### What the exercise asks
Render every row below as a numbered list, leaving out any blank lines.

□ □ □

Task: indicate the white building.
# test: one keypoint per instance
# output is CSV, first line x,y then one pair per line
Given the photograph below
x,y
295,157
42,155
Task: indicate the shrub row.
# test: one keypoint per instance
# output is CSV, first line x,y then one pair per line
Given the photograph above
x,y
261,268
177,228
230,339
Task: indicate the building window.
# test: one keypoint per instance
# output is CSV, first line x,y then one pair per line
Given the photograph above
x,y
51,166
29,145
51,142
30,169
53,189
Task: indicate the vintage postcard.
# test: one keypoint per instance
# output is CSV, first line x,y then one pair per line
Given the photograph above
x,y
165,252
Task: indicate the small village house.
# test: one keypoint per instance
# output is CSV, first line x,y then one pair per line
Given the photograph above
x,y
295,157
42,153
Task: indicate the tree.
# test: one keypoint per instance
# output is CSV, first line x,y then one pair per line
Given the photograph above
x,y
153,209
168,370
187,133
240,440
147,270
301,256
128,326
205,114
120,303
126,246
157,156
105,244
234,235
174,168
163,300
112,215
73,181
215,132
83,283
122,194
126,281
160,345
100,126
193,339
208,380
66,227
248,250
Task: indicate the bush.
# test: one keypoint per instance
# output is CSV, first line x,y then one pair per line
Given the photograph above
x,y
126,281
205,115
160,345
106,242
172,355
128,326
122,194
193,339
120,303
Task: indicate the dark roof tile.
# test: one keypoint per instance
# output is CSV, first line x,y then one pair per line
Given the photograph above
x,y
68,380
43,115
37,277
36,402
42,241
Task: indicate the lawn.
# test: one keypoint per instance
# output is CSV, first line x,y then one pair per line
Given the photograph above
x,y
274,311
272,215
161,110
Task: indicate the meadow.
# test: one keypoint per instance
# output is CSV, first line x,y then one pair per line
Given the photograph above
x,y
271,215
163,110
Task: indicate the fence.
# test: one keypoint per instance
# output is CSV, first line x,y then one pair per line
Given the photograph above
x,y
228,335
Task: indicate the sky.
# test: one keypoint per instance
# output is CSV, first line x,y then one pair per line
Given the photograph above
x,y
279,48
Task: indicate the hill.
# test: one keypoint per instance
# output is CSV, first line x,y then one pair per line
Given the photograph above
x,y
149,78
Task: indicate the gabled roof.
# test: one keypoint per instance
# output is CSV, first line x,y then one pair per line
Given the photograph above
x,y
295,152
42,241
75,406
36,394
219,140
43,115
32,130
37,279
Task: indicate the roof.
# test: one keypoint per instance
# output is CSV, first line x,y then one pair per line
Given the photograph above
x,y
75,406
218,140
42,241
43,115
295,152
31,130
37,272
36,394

□ □ □

### Response for this exercise
1. Task: indicate the white building.
2. # test: one keypoint per instance
3. # output is CSV, first line x,y then one pair per line
4. Given the photograph below
5. x,y
6. 295,157
7. 42,155
8. Task: indicate the shrub row.
9. # test: one keypoint per instance
10. # output is CSV, first line x,y then one pair per line
11. Given the photograph above
12. x,y
13. 261,268
14. 177,228
15. 230,339
16. Task: indicate the building window.
17. # test: one keypoint per instance
18. # output is CSV, first line x,y then one pair per line
19. Given the photograph above
20. x,y
21. 51,166
22. 29,145
23. 51,142
24. 30,169
25. 53,189
26. Task: indicate the vintage postcard.
27. # test: one keypoint per instance
28. # output is CSV, first line x,y then one pair per line
29. Given the photograph above
30. x,y
31. 165,252
32. Task: indicate the small village house.
33. # test: one keypoint per instance
34. # output is CSV, first line x,y then one pair per line
35. Given the photograph above
36. x,y
37. 295,157
38. 42,153
39. Task: indicate the tree.
40. # test: one keypoint per instance
41. # output is CSV, first line x,y then one pair per line
42. Given the photograph above
43. x,y
44. 153,209
45. 168,370
46. 187,133
47. 240,440
48. 147,270
49. 301,256
50. 128,326
51. 205,114
52. 120,303
53. 126,246
54. 157,156
55. 105,244
56. 234,235
57. 174,168
58. 163,300
59. 112,215
60. 73,181
61. 215,132
62. 83,283
63. 122,194
64. 126,281
65. 160,345
66. 100,126
67. 193,339
68. 208,380
69. 66,227
70. 248,250
71. Task: indicate the bush.
72. # test: one keypoint per instance
73. # output is CSV, first line x,y then one pair per line
74. Given the photograph above
75. x,y
76. 126,281
77. 205,115
78. 160,345
79. 106,242
80. 172,355
81. 128,326
82. 122,194
83. 193,339
84. 120,303
85. Task: indicate the dark roof tile.
86. # test: one keypoint per instance
87. # output is CSV, first line x,y then one pair per line
88. Given the photograph above
89. x,y
90. 68,380
91. 43,115
92. 37,277
93. 36,402
94. 42,241
95. Task: indicate the lawn.
96. # test: one keypoint per instance
97. # output is CSV, first line x,y then one pair per line
98. Given the photograph above
99. x,y
100. 274,311
101. 272,215
102. 161,110
103. Task: indicate the meadow.
104. # test: one keypoint per instance
105. # output is CSV, first line x,y then one pair per line
106. Given the photograph above
107. x,y
108. 271,215
109. 163,110
110. Task: indicate the fence.
111. # test: one keypoint per instance
112. # output is CSV, first line x,y then one pair per line
113. Given the photograph above
114. x,y
115. 228,335
116. Task: indicate the sky.
117. # test: one keypoint per instance
118. # output is CSV, first line x,y then one pair per line
119. Given the photograph above
120. x,y
121. 279,48
122. Task: indicate the hill.
123. # test: one keypoint per instance
124. # output is CSV, first line x,y then one pair per line
125. Given the photograph above
126. x,y
127. 149,78
128. Task: indicate the gabled roof.
129. # test: one keypoint per instance
130. # output is CSV, first line x,y then one pair per line
131. Given the photograph above
132. x,y
133. 295,152
134. 42,241
135. 75,406
136. 36,394
137. 219,140
138. 43,115
139. 32,130
140. 37,279
141. Task: indicate the roof.
142. # test: one keypoint per instance
143. # output is CSV, first line x,y then one pair per line
144. Given the photograph above
145. x,y
146. 75,406
147. 218,140
148. 42,241
149. 43,115
150. 295,152
151. 31,130
152. 37,272
153. 36,394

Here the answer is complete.